## Prompt
Put every line of the material below into a numbered list, omitting any blank lines.

(Stored items)
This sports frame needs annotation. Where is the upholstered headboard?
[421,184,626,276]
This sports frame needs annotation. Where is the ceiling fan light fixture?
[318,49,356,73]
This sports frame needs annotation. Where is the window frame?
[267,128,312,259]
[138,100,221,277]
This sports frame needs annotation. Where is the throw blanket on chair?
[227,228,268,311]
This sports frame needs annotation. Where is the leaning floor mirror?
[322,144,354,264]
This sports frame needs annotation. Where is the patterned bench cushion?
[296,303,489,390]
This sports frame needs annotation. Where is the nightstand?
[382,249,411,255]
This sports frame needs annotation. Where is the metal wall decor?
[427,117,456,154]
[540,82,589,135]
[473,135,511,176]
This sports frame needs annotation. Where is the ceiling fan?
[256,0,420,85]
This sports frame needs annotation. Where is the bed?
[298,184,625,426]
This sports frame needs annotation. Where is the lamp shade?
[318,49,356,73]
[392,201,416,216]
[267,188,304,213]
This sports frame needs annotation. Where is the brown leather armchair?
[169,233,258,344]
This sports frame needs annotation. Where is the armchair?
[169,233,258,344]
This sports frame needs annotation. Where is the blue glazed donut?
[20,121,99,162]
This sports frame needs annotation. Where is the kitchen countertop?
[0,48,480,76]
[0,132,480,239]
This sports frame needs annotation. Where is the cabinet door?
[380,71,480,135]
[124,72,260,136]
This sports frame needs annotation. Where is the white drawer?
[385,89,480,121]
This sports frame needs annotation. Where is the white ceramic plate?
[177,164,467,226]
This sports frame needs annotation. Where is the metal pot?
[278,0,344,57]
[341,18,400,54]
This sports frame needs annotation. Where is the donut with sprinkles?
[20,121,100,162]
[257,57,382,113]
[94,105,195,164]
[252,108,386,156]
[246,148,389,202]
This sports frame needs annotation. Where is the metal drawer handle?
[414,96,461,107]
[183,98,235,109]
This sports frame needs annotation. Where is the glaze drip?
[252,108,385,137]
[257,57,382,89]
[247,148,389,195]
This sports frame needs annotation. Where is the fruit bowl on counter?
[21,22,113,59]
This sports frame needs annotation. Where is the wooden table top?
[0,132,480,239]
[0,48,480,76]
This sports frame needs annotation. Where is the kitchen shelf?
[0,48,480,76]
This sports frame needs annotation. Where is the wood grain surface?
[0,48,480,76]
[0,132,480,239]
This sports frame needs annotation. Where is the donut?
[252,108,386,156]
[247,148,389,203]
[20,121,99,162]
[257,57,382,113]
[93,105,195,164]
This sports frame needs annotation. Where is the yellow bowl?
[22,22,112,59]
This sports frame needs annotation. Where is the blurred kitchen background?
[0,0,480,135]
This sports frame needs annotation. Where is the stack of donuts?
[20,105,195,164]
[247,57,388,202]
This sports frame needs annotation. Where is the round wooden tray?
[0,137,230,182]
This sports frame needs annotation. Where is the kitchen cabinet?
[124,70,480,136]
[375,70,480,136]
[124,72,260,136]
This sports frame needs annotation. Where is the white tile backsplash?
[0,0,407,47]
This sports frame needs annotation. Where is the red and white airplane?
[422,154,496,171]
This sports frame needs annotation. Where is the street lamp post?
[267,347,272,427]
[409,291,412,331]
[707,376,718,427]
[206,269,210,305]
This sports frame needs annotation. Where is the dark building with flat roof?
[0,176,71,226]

## Response to this exercise
1. This sports frame needs annotation. Where is the upholstered headboard?
2. [421,184,626,276]
3. This sports frame needs annotation. Where is the ceiling fan light fixture?
4. [318,49,356,73]
5. This sports frame needs annotation. Where is the window frame?
6. [267,128,312,259]
7. [138,100,221,277]
8. This sports frame needs annotation. Where is the throw blanket on chair?
9. [227,228,268,311]
10. This sports frame needs annotation. Where is the leaning floor mirror?
11. [322,144,354,264]
12. This sports frame needs annotation. Where is the patterned bench cushion?
13. [296,303,489,390]
14. This sports frame needs annotation. Where is the nightstand?
15. [382,249,411,255]
16. This sports frame needs annotation. Where is the metal wall decor?
17. [427,117,456,154]
18. [540,82,589,135]
19. [473,135,511,176]
20. This sports frame needs annotation. Where is the ceiling fan?
21. [256,0,420,85]
22. This sports frame needs annotation. Where is the bed?
23. [298,184,625,426]
24. This sports frame needs annotation. Where is the lamp shade?
25. [318,49,356,73]
26. [392,201,416,216]
27. [267,188,304,213]
28. This sports frame needs annotation. Where is the brown leather armchair?
29. [169,233,258,344]
30. This sports frame needs annotation. Where is the armchair?
31. [169,233,258,344]
32. This sports frame needs annotation. Where is the blue glazed donut?
33. [20,121,99,162]
34. This sports frame needs annotation. Where is the kitchen countertop?
35. [0,48,480,76]
36. [0,132,480,239]
37. This sports frame needs annotation. Where is the cabinet door?
38. [380,71,480,135]
39. [124,72,260,136]
40. This sports frame needs annotation. Where is the white drawer?
41. [385,89,480,121]
42. This sports frame needs annotation. Where is the white ceramic plate?
43. [177,164,467,226]
44. This sports frame needs annotation. Where is the metal pot?
45. [278,0,344,57]
46. [341,18,400,54]
47. This sports frame needs annotation. Where is the donut with sprinkles?
48. [20,121,100,162]
49. [257,57,382,113]
50. [94,105,195,164]
51. [252,108,386,156]
52. [246,148,389,202]
53. This sports frame needs annotation. Where is the metal drawer handle?
54. [414,96,461,107]
55. [183,98,235,109]
56. This sports frame needs annotation. Where is the glaze drip?
57. [252,108,385,137]
58. [257,57,382,89]
59. [247,148,389,195]
60. This sports frame needs annotation. Where is the fruit bowl on counter?
61. [21,22,113,59]
62. This sports frame needs annotation. Where is the wooden table top?
63. [0,132,480,239]
64. [0,48,480,76]
65. This sports frame needs annotation. Where is the kitchen shelf?
66. [0,48,480,76]
67. This sports frame needs annotation. Where is the wood grain surface?
68. [0,48,480,76]
69. [0,132,480,239]
70. This sports frame needs annotation. Where is the donut?
71. [252,108,386,156]
72. [247,148,389,203]
73. [20,121,99,162]
74. [257,57,382,113]
75. [93,105,195,164]
76. This sports frame needs annotation. Where is the yellow bowl?
77. [22,22,112,59]
78. This sports frame needs annotation. Where is the blurred kitchen background?
79. [0,0,480,135]
80. This sports frame needs annotation. Where is the stack of donuts?
81. [20,105,195,164]
82. [247,57,388,202]
83. This sports frame needs annotation. Where is the round wooden tray?
84. [0,137,230,182]
85. This sports frame needs annotation. Where is the kitchen cabinet?
86. [124,70,480,136]
87. [375,70,480,136]
88. [124,72,260,136]
89. This sports frame needs annotation. Where is the white tile backsplash?
90. [0,0,407,47]
91. This sports frame needs annotation. Where is the red and white airplane?
92. [422,154,496,171]
93. This sports frame needs annotation. Where is the street lamp post?
94. [267,347,272,427]
95. [409,291,412,331]
96. [707,376,718,427]
97. [206,269,210,305]
98. This sports frame needs annotation. Where is the dark building with flat roof?
99. [0,176,71,226]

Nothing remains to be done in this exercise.